#### TASK PROMPT
Which lines below contain the word "deck"? Return each of them in full.

#### MATERIAL FOR THIS EXERCISE
::::
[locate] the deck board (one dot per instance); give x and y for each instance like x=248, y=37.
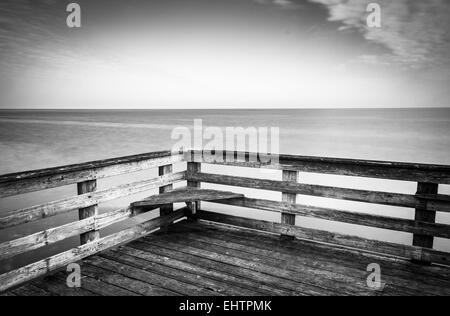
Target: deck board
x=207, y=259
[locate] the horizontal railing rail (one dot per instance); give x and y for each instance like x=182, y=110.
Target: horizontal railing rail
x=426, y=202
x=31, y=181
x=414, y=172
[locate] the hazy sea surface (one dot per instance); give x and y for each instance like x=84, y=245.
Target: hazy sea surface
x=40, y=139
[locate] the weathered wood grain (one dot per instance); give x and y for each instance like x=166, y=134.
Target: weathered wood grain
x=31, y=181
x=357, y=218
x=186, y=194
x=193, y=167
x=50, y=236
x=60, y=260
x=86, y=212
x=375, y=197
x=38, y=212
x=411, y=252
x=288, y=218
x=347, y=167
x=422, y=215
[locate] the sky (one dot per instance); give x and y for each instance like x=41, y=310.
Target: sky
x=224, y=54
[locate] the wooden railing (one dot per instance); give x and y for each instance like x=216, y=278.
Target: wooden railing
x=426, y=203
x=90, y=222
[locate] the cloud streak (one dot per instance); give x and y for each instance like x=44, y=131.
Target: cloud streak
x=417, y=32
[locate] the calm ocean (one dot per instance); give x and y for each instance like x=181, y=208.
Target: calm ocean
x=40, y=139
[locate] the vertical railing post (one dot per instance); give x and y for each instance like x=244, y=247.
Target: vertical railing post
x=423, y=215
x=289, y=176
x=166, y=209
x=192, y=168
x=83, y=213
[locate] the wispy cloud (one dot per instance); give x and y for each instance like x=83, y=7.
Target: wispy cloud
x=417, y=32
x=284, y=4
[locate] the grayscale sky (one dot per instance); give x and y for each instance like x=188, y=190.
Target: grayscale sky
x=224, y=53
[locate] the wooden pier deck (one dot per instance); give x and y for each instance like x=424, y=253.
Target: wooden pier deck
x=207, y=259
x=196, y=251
::::
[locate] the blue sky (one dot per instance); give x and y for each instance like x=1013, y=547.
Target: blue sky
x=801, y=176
::::
#### SOLUTION
[locate] the deck board (one dot per instance); give x and y for each instance like x=248, y=37.
Target: deck board
[locate] the wooden pier deck (one dot per instance); give x and y for each instance like x=424, y=253.
Target: wooden pier deck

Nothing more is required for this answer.